Learn.load: RecursionError: maximum recursion depth exceeded

Hi, hope I’m posting this in the right forum :slight_smile:

I am running into a problem with the learn.load (using a cnn_learner) function and was wondering if anyone else gets this too? I keep getting a: “RecursionError: maximum recursion depth exceeded” error when running learn.load(base_dir + '[model_name]').

I don’t really understand what is happening here, and I’ve seen this happen a few times with other library calls, and it seems to happen regularly if I try to re-run functions of the model after the initial training run. But for my particular case at the moment to reproduce:

  1. I can save a model initially.
  2. Then initially load the model.
  3. But when I try re-load a model after that after changing some parameters (say for example the number of epochs in a fit cycle) I get that error. I’ve been trying to find a solution but can’t seem to get past this.

The only way I really recover from this is to create a new data bunch and to create a new learner. Which is not really ideal as I’d like to resume from my save point, rather than starting from scratch all the time.

I am on the latest version of fast ai (1.0.51). I’m also running my own ML rig (where I ssh in from my macOS laptop and connect to my running jupyter server) on Ubuntu 18 with an RTX 2070. I’m also using fp16. I’ve pasted the stack trace I am getting below if that helps to provide more context.

Thanks everyone!


RecursionError Traceback (most recent call last)
in
----> 1 learn.load(base_dir + ‘stage-1-50’)

~/fastai/fastai/basic_train.py in load(self, name, device, strict, with_opt, purge, remove_module)

:::::

* The problem
Copy out the stretch of the RecursionError thread above from "3. But when" through "provide more context.", word for word.

:::::

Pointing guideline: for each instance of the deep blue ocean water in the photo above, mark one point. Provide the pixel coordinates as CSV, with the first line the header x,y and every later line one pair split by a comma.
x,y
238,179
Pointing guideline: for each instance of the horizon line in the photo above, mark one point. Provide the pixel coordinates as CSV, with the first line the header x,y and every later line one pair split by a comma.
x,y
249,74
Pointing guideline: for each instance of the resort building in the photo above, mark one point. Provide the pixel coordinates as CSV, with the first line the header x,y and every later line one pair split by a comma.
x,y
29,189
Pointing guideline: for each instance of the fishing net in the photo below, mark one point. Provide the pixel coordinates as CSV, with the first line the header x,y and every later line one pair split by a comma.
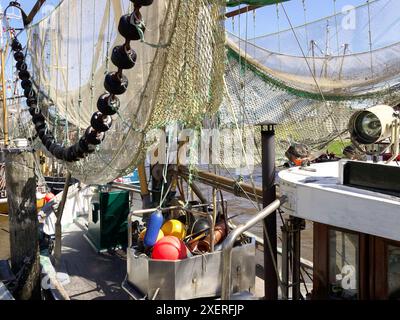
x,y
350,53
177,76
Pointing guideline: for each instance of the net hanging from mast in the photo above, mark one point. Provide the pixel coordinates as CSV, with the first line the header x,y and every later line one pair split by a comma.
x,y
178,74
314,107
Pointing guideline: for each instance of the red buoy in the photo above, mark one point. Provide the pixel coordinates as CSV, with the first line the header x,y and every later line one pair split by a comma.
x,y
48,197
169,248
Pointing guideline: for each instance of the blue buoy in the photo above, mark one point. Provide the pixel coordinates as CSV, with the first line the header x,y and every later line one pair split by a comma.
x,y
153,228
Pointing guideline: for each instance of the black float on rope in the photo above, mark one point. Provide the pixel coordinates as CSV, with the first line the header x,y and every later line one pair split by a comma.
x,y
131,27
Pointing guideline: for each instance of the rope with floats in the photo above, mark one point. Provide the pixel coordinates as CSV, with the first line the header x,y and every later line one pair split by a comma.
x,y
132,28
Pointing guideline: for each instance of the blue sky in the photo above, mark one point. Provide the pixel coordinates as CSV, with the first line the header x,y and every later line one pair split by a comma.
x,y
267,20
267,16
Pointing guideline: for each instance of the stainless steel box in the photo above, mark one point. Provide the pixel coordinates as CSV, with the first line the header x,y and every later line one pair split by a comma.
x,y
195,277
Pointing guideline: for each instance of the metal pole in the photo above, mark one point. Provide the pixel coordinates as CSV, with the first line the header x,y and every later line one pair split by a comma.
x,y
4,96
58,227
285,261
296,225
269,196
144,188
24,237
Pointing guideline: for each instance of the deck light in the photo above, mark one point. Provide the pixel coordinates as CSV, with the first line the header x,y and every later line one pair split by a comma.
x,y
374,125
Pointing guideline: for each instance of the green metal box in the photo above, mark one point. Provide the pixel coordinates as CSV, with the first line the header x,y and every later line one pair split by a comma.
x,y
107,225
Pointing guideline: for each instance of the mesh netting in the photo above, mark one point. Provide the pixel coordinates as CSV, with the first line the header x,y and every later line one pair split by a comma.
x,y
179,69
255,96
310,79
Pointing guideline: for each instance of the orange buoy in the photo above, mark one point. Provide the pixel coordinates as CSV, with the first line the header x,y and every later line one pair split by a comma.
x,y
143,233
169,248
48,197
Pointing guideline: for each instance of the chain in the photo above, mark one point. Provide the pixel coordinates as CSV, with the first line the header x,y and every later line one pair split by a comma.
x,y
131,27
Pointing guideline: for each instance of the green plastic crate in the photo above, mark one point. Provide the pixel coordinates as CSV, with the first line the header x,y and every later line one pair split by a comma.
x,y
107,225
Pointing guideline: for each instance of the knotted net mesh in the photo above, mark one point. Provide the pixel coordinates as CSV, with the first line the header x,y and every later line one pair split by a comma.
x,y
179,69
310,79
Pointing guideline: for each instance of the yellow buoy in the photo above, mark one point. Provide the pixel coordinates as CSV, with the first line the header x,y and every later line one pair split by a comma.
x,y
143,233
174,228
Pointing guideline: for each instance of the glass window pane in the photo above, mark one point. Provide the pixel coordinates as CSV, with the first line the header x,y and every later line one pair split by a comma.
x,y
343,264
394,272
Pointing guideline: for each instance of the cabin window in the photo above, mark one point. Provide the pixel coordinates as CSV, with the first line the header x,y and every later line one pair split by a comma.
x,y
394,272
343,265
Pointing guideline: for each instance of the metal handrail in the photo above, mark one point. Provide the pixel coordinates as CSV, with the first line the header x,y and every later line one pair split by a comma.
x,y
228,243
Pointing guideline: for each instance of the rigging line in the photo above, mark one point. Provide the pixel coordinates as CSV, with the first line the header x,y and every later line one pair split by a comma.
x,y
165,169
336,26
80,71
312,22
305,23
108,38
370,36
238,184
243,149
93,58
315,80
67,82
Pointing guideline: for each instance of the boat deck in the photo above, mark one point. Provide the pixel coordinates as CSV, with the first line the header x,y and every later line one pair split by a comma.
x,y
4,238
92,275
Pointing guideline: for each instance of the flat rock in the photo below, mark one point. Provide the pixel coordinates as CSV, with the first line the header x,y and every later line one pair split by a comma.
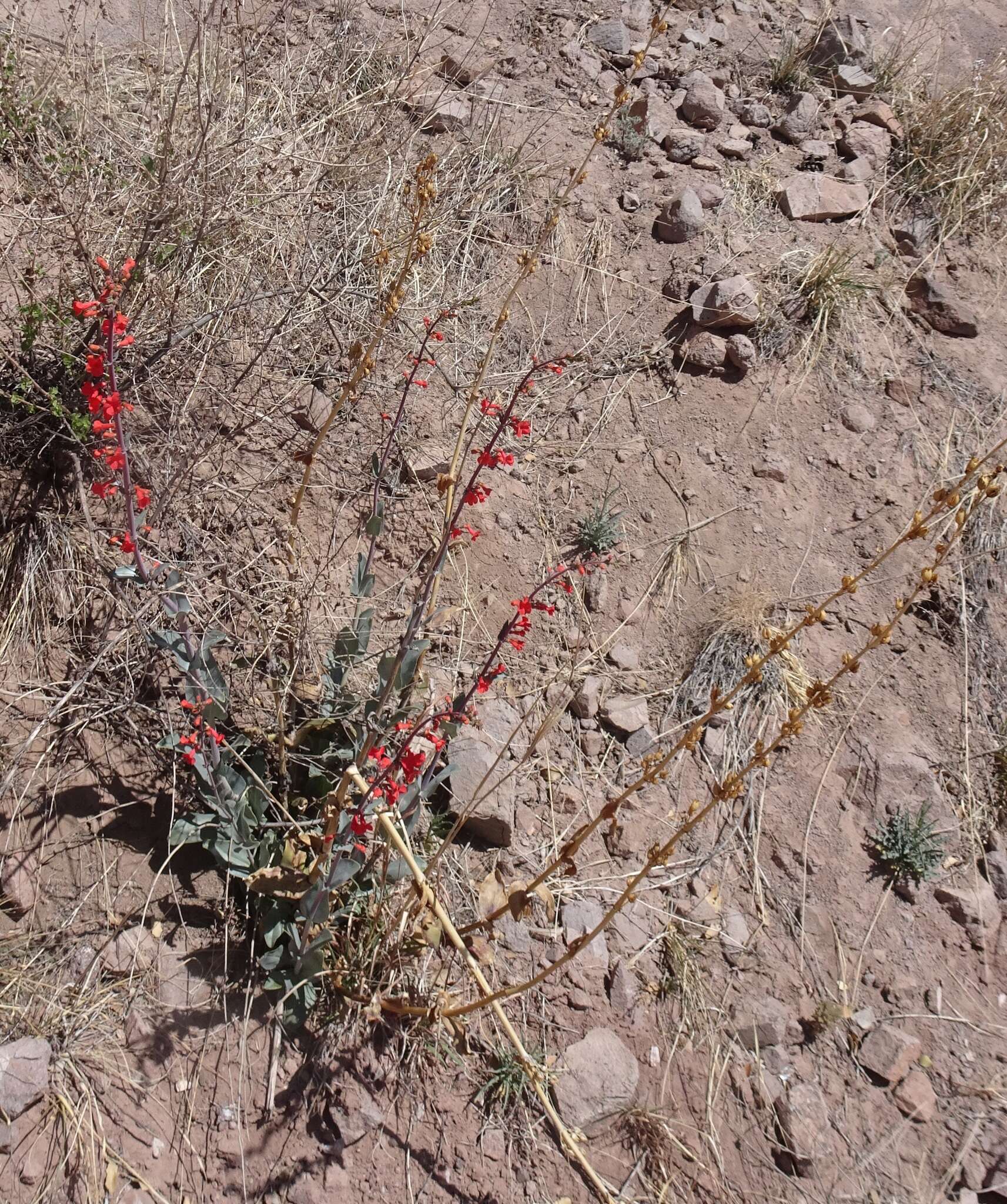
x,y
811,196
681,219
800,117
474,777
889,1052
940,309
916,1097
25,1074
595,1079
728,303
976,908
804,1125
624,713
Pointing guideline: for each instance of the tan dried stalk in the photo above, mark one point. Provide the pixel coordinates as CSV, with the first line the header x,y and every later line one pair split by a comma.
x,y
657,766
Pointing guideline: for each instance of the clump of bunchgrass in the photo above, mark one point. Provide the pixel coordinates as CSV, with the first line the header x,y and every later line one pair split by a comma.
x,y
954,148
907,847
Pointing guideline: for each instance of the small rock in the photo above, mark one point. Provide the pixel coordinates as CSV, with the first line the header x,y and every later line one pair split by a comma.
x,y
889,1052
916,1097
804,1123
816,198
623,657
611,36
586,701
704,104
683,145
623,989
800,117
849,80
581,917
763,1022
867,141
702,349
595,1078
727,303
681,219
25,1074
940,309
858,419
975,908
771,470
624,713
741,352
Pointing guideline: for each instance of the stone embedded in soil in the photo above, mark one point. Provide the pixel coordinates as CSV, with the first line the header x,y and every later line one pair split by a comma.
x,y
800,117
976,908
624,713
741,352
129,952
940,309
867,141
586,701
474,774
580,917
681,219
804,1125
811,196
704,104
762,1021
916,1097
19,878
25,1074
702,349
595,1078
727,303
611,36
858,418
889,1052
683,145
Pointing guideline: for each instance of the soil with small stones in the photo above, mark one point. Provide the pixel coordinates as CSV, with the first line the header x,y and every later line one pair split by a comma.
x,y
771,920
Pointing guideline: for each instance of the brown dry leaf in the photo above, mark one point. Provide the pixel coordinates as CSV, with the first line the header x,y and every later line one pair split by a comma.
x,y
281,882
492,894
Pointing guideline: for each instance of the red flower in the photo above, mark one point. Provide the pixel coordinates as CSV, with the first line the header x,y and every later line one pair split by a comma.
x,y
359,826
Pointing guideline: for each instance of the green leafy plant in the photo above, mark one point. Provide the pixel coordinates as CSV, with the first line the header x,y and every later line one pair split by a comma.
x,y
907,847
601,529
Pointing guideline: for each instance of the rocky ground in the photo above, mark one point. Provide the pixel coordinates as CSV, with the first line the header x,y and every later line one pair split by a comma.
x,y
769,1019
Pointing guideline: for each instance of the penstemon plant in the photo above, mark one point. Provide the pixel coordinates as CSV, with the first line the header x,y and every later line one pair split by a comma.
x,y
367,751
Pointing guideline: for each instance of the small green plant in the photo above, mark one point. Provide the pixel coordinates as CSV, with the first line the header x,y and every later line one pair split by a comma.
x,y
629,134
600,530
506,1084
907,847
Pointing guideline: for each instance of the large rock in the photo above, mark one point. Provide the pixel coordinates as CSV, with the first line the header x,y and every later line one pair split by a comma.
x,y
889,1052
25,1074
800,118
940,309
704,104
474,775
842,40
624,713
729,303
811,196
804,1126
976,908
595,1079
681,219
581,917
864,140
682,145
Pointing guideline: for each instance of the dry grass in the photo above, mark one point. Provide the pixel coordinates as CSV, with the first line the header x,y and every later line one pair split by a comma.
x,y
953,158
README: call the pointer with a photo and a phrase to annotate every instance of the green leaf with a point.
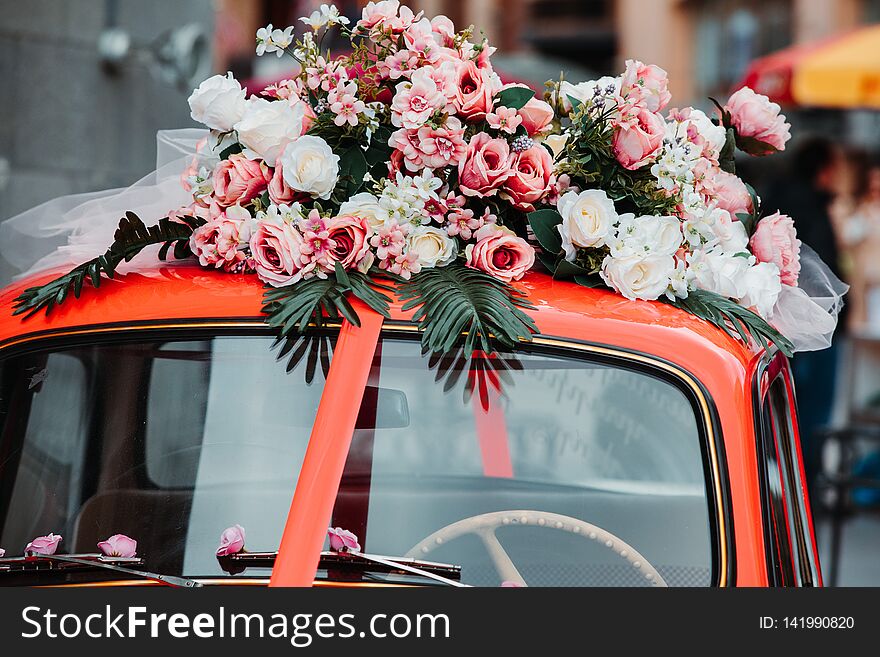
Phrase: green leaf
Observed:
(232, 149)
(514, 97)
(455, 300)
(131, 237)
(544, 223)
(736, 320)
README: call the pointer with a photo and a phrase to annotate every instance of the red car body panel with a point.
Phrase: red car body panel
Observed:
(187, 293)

:::::

* Solution to the problem
3. But when I try re-load a model after that after changing some parameters (say for example the number of epochs in a fit cycle) I get that error. I’ve been trying to find a solution but can’t seem to get past this.

The only way I really recover from this is to create a new data bunch and to create a new learner. Which is not really ideal as I’d like to resume from my save point, rather than starting from scratch all the time.

I am on the latest version of fast ai (1.0.51). I’m also running my own ML rig (where I ssh in from my macOS laptop and connect to my running jupyter server) on Ubuntu 18 with an RTX 2070. I’m also using fp16. I’ve pasted the stack trace I am getting below if that helps to provide more context.